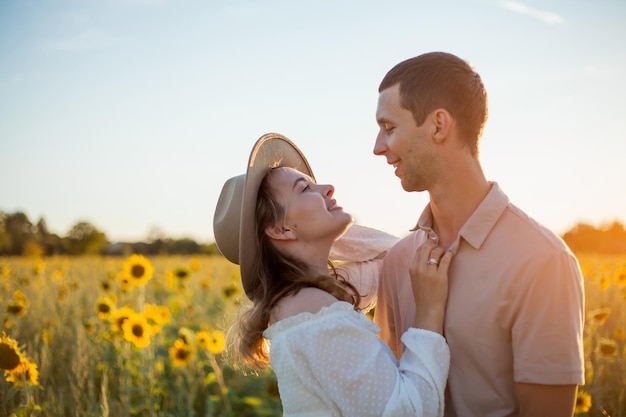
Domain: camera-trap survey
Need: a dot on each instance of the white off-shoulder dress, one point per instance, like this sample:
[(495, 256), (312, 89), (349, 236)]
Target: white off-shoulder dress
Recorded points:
[(331, 363)]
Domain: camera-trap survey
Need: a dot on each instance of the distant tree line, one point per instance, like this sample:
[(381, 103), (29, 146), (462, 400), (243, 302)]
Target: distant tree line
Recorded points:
[(19, 236)]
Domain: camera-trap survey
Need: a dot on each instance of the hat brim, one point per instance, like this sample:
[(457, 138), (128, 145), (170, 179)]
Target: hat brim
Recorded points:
[(270, 151)]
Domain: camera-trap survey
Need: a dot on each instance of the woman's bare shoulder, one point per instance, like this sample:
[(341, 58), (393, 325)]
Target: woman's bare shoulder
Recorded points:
[(310, 300)]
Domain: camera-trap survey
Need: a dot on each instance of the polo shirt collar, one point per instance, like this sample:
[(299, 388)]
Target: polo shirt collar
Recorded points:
[(477, 227)]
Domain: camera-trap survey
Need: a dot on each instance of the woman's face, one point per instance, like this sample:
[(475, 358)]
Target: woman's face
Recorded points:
[(311, 212)]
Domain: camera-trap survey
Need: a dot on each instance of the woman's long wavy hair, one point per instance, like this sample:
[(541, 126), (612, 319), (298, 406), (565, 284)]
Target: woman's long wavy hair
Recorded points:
[(278, 275)]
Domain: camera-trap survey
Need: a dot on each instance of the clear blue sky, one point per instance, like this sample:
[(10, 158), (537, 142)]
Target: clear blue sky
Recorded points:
[(131, 114)]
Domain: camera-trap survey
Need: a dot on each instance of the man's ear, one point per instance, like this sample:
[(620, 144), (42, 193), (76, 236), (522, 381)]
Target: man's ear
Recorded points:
[(442, 122), (279, 232)]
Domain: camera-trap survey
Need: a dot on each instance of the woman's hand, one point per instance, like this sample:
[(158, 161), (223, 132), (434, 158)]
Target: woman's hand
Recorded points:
[(429, 279)]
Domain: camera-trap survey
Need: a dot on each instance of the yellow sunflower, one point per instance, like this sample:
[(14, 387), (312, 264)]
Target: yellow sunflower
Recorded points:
[(105, 307), (583, 402), (139, 269), (125, 281), (619, 277), (216, 342), (157, 316), (181, 353), (10, 354), (137, 330), (600, 315), (24, 373), (17, 307), (182, 273), (118, 317), (607, 348)]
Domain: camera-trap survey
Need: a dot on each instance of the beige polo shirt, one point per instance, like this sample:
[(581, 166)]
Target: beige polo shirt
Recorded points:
[(515, 310)]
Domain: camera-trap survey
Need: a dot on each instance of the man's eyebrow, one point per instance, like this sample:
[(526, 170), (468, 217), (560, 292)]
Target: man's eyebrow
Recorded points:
[(300, 179)]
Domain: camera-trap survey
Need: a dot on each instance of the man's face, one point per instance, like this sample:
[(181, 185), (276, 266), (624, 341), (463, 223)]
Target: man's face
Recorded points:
[(405, 145)]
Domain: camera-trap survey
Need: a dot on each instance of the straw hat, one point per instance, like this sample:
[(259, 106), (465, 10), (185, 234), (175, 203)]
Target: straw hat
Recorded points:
[(234, 220)]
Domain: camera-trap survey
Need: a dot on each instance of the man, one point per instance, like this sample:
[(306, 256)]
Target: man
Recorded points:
[(515, 310)]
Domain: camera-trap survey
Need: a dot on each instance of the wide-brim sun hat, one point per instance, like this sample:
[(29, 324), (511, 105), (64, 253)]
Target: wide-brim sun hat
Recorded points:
[(234, 221)]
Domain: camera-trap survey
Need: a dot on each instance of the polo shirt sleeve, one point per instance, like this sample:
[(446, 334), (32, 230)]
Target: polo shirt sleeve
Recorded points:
[(547, 332)]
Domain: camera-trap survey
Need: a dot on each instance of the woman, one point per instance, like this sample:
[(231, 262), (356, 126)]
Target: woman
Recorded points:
[(279, 225)]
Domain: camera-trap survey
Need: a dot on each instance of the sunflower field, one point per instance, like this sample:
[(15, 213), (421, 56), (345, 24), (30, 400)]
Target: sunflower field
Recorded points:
[(108, 336), (137, 336)]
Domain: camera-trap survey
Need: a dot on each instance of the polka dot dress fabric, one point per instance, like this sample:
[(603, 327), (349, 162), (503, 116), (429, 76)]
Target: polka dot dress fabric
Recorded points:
[(331, 363)]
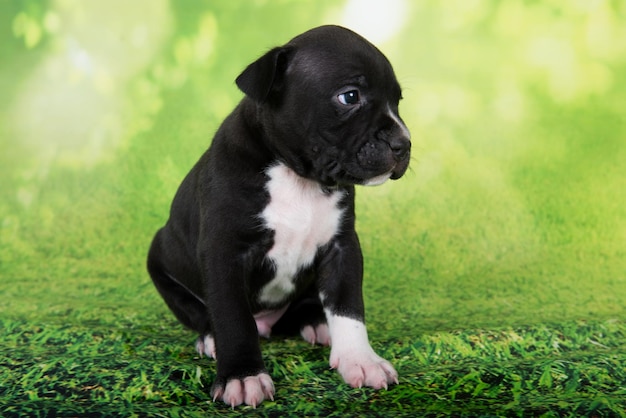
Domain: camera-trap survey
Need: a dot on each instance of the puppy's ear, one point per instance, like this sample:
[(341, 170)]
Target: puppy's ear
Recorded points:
[(264, 76)]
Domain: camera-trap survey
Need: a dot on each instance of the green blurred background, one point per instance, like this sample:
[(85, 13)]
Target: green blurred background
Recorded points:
[(513, 211)]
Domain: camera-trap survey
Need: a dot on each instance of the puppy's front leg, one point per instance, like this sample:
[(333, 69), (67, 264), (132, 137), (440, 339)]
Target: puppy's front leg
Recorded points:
[(241, 374), (341, 276)]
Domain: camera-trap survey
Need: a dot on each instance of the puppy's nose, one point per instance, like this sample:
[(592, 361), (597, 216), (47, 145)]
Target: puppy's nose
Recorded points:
[(400, 146)]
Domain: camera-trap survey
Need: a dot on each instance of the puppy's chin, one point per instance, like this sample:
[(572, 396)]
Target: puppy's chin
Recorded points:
[(378, 180)]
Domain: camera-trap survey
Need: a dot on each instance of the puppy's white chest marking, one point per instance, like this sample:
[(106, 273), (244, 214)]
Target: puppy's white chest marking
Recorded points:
[(303, 219)]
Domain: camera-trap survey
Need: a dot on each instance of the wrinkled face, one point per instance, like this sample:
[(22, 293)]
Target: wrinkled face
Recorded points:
[(343, 97), (328, 105)]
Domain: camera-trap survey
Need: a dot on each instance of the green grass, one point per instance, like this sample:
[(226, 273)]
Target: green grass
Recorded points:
[(495, 269)]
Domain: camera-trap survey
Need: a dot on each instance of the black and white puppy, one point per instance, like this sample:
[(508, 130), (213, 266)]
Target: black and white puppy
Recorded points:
[(261, 231)]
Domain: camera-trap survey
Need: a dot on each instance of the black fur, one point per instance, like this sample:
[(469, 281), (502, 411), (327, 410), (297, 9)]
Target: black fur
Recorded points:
[(209, 260)]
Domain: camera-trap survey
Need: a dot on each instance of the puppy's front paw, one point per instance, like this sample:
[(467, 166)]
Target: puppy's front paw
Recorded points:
[(251, 390), (364, 368)]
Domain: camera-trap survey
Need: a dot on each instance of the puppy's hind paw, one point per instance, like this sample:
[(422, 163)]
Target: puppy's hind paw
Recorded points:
[(318, 334), (251, 390), (206, 345)]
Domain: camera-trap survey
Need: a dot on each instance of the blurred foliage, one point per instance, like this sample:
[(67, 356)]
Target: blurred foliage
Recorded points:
[(514, 206), (513, 213)]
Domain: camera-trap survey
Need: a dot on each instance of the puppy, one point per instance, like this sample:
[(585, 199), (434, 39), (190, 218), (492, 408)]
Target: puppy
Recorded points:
[(261, 231)]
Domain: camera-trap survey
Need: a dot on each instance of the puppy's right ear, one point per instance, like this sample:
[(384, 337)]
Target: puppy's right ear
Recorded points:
[(264, 77)]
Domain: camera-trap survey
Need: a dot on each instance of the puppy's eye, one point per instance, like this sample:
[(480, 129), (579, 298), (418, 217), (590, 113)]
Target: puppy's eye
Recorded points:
[(349, 98)]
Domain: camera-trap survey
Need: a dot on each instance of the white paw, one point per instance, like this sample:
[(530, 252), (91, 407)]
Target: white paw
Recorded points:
[(319, 334), (251, 390), (364, 368), (206, 345)]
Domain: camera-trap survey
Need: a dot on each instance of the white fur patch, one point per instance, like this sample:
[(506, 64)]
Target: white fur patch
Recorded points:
[(354, 358), (303, 218)]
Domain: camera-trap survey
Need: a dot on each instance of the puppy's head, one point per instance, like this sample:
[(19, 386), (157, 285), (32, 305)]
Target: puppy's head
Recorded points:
[(328, 104)]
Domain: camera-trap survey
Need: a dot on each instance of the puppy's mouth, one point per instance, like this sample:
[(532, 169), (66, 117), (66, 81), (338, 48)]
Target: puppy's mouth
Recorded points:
[(377, 162)]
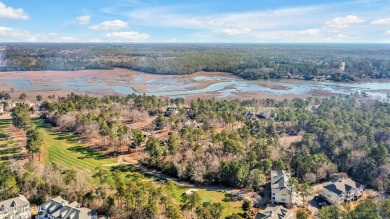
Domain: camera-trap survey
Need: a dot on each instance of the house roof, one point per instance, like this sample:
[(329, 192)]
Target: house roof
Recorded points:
[(60, 208), (341, 185), (17, 202), (279, 179), (275, 212)]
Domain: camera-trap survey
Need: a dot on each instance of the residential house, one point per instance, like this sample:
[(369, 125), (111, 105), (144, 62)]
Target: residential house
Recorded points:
[(275, 212), (59, 208), (193, 124), (170, 110), (280, 189), (18, 207), (250, 116), (342, 190)]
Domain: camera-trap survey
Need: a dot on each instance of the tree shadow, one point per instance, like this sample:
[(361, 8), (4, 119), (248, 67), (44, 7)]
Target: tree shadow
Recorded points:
[(8, 151), (88, 152), (3, 136), (133, 171), (66, 137), (14, 156)]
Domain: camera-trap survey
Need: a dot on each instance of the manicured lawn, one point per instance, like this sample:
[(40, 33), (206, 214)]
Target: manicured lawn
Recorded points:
[(9, 148), (211, 196), (65, 149)]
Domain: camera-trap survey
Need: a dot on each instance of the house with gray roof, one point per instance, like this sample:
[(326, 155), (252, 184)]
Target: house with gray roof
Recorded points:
[(275, 212), (16, 208), (57, 208), (342, 190), (280, 189)]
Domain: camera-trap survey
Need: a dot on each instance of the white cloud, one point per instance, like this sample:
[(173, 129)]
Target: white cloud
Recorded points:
[(228, 22), (11, 13), (343, 22), (68, 39), (338, 38), (83, 19), (309, 32), (385, 21), (235, 31), (128, 36), (14, 35), (110, 25)]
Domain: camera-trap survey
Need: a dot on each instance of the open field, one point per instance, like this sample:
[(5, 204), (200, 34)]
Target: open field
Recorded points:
[(211, 196), (67, 150), (11, 145)]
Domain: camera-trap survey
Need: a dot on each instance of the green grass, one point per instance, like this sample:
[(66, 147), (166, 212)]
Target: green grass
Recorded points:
[(8, 147), (211, 196), (65, 149)]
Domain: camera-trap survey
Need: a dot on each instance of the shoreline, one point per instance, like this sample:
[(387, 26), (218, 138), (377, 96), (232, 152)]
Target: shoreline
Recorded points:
[(221, 85)]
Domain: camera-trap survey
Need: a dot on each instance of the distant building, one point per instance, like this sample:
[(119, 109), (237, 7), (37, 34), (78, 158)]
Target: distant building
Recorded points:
[(57, 208), (280, 190), (169, 111), (276, 212), (342, 190), (15, 208)]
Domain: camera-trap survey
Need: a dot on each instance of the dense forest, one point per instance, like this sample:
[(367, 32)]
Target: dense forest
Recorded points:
[(339, 134), (249, 61), (226, 146)]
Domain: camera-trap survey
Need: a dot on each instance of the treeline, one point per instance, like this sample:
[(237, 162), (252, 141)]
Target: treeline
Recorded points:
[(247, 61), (339, 134), (21, 120), (373, 209)]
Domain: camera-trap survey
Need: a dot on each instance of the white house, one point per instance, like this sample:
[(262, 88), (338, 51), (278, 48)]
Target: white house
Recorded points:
[(275, 212), (17, 208), (280, 189), (59, 208), (342, 190)]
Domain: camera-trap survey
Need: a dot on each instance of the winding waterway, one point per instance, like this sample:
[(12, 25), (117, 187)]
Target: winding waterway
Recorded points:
[(225, 87)]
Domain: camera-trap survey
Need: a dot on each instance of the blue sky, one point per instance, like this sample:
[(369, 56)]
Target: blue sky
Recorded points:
[(245, 21)]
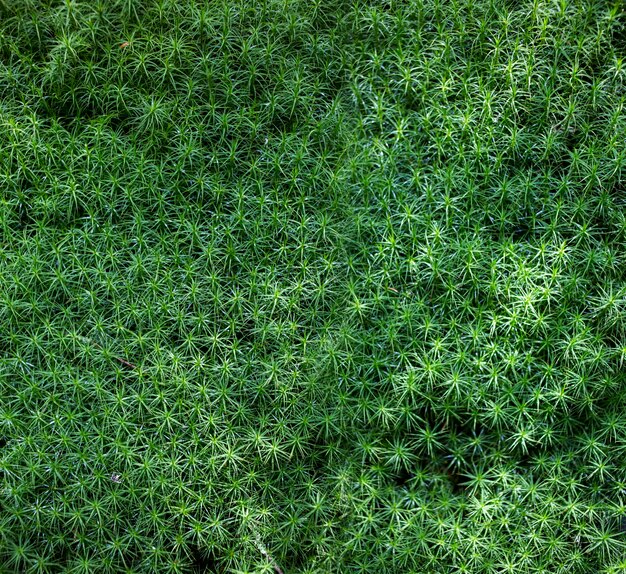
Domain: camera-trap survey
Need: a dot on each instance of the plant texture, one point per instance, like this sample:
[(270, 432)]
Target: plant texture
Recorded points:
[(313, 286)]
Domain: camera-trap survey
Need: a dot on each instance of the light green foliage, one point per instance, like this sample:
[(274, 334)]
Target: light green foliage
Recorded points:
[(318, 286)]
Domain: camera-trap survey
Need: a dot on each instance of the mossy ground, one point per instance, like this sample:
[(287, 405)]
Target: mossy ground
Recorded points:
[(312, 285)]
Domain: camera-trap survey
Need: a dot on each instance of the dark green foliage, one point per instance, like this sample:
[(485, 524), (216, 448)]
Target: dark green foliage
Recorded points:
[(312, 286)]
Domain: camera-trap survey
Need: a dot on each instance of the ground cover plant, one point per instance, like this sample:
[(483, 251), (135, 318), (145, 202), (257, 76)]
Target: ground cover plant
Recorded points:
[(312, 286)]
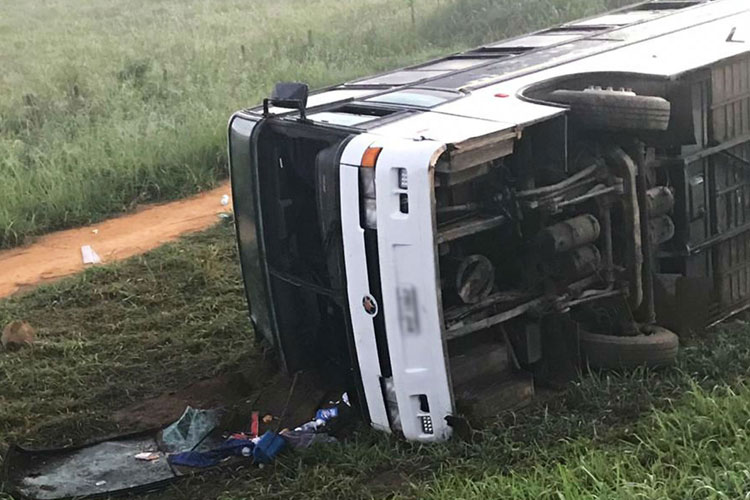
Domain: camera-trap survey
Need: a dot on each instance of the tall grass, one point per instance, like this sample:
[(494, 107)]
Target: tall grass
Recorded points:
[(139, 328), (107, 104)]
********
EXERCISE: List every line of the items above that contains the string "black". Treat uppercase and lowercase letters as different.

EXERCISE RESPONSE:
Need: a dot on each instance of the black and white puppy, one point per instance, like this sample:
Target: black and white puppy
Need: a dot on each instance of the black fur, one point per instance, like this sample:
Target: black fur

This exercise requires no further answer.